AIM OF THE EXERCISE - Reproduce all of the items below verbatim, and leave the pictures out of your copy.

─── DATA LISTING ───

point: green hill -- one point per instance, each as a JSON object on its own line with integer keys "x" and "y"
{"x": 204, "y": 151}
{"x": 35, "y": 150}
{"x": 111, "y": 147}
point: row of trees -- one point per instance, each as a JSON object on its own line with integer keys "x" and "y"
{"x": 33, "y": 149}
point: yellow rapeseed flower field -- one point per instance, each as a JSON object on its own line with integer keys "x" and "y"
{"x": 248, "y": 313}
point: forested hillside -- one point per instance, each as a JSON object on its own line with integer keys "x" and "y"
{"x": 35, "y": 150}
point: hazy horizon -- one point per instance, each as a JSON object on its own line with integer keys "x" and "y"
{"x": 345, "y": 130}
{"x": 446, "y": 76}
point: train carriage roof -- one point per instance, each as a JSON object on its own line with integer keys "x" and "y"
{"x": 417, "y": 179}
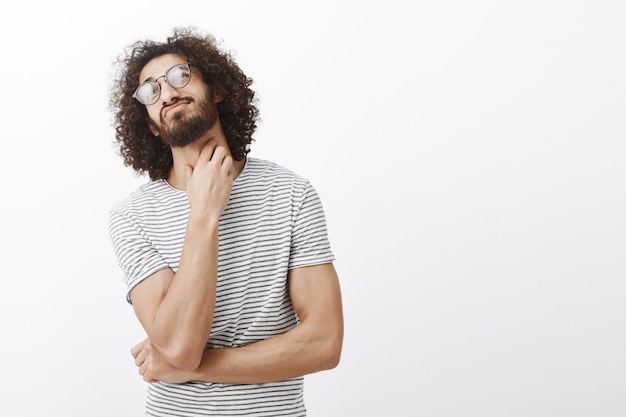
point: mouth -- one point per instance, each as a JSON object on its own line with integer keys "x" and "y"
{"x": 173, "y": 108}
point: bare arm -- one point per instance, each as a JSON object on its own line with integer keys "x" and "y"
{"x": 176, "y": 309}
{"x": 313, "y": 346}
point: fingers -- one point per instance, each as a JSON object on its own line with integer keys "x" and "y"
{"x": 213, "y": 152}
{"x": 138, "y": 347}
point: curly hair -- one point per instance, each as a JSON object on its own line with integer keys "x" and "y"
{"x": 238, "y": 112}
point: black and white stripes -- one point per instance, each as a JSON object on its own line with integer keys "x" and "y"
{"x": 273, "y": 222}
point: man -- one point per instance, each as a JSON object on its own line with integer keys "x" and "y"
{"x": 226, "y": 257}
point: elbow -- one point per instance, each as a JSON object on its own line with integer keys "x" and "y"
{"x": 331, "y": 354}
{"x": 185, "y": 358}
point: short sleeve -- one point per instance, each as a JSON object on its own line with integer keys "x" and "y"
{"x": 309, "y": 241}
{"x": 136, "y": 256}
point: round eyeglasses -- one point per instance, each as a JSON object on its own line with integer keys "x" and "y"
{"x": 149, "y": 91}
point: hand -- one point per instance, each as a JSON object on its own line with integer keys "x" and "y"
{"x": 209, "y": 183}
{"x": 153, "y": 368}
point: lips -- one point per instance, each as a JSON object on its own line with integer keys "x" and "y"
{"x": 173, "y": 107}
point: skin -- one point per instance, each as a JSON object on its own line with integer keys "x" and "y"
{"x": 176, "y": 309}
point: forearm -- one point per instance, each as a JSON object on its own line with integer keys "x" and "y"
{"x": 298, "y": 352}
{"x": 183, "y": 319}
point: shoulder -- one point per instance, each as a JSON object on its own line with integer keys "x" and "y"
{"x": 145, "y": 199}
{"x": 270, "y": 172}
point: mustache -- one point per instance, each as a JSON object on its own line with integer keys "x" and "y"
{"x": 175, "y": 101}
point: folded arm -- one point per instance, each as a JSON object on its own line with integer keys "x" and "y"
{"x": 314, "y": 345}
{"x": 176, "y": 309}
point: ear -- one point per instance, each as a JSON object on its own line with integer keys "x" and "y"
{"x": 153, "y": 129}
{"x": 218, "y": 93}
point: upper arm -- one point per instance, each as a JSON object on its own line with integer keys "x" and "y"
{"x": 147, "y": 296}
{"x": 316, "y": 297}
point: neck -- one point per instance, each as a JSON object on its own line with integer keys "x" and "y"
{"x": 188, "y": 156}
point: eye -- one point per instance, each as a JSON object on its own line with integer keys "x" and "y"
{"x": 148, "y": 92}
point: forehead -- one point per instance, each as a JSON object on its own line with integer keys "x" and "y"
{"x": 157, "y": 67}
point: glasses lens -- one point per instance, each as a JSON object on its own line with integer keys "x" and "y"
{"x": 178, "y": 76}
{"x": 148, "y": 93}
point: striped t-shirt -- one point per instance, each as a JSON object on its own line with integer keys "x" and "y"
{"x": 274, "y": 221}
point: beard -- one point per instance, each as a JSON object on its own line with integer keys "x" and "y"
{"x": 186, "y": 127}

───

COMPLETE RESPONSE -
point: green hill -- one point per instance, each as a JSON object on its own line with integer keys "x" and "y"
{"x": 204, "y": 151}
{"x": 35, "y": 150}
{"x": 111, "y": 147}
point: row of trees -- one point per instance, each as a JSON object on its own line with integer keys "x" and "y"
{"x": 33, "y": 149}
point: yellow rapeseed flower field -- one point per instance, each as a JSON object on its own line with integer keys "x" and "y"
{"x": 248, "y": 313}
point: forested hillside -- one point per instance, each as a JSON object on its own line with integer keys "x" and "y"
{"x": 35, "y": 150}
point: hazy horizon -- one point per instance, each as a JSON object on its own line with integer keys "x" and "y"
{"x": 345, "y": 130}
{"x": 446, "y": 76}
point: train carriage roof -- one point per instance, each as a JSON object on its own line with integer keys "x" and "y"
{"x": 417, "y": 179}
point: mouth -- one point per instance, each as a JSON object on its own line with integer keys "x" and "y"
{"x": 173, "y": 108}
point: bare arm -- one point per instance, each as a JSON object on its own line with integer keys "x" and "y"
{"x": 176, "y": 309}
{"x": 313, "y": 346}
point: fingers -- one point per instance, each as a JSON object on its own line with integer keys "x" and "y"
{"x": 213, "y": 152}
{"x": 138, "y": 347}
point: curly hair -- one point per instance, each as a JSON object on its own line with integer keys "x" and "y"
{"x": 238, "y": 112}
point: black and white stripes -- one point per instance, each as a JSON object on its own line with integer keys "x" and "y"
{"x": 273, "y": 222}
point: man -- one point per instance, each as a JSON object on its own line with integer keys "x" and "y"
{"x": 226, "y": 257}
point: elbow -- one point per instance, each as a JSON object on its own line with integer keys "x" and "y"
{"x": 331, "y": 354}
{"x": 185, "y": 358}
point: short sleeve -- one point per instance, each as a JSON object on its own line with integer keys "x" and "y"
{"x": 309, "y": 241}
{"x": 136, "y": 256}
point: round eyeglasses -- one point per instance, each as a JSON object on its own line with integer keys "x" and "y"
{"x": 149, "y": 91}
point: hand -- one point per instance, each as a JSON object on its own line with integer keys "x" and "y"
{"x": 209, "y": 183}
{"x": 153, "y": 368}
point: lips -- one point per instance, each as a JSON object on its own line with integer keys "x" and "y"
{"x": 173, "y": 107}
point: skin -- one point per instance, each as a JSON object on its own line with integer keys "x" and "y"
{"x": 176, "y": 309}
point: forearm -- one point per instance, each as a JSON object on its own line with integer keys "x" and "y"
{"x": 298, "y": 352}
{"x": 183, "y": 319}
point: shoulder -- one point per instance, each as a JSON object on its own line with integer keys "x" and "y"
{"x": 145, "y": 199}
{"x": 270, "y": 172}
point: mustache -- one point per instance, each as a JSON object on its own line with integer keys "x" and "y"
{"x": 175, "y": 101}
point: folded arm -- one point per instance, each as a JSON object on its own line with integer keys "x" and "y"
{"x": 314, "y": 345}
{"x": 176, "y": 309}
point: ear -- one point per instance, each as a JSON object on its own line with integer keys "x" and "y"
{"x": 153, "y": 129}
{"x": 218, "y": 93}
point: upper arm -- one point per instance, each as a JSON object on its own line with integer keys "x" and "y"
{"x": 147, "y": 296}
{"x": 316, "y": 297}
point: neck -- one point per instance, each as a JSON object on its own line with integer keys "x" and "y"
{"x": 188, "y": 156}
point: eye -- one point per instance, each as a JSON object on its own line with integer keys "x" and "y"
{"x": 148, "y": 92}
point: forehead -- one point per instance, each as a JSON object on its own line with integer keys "x" and "y"
{"x": 157, "y": 67}
point: glasses lens -- one point per instance, each as a JSON object on its own line with integer keys "x" and "y"
{"x": 178, "y": 76}
{"x": 148, "y": 93}
point: striped t-shirt -- one point per instance, each as a JSON object on its own line with integer keys "x" and "y"
{"x": 274, "y": 221}
point: beard -- one point per instance, each as a JSON object on its own line with integer keys "x" and "y"
{"x": 186, "y": 127}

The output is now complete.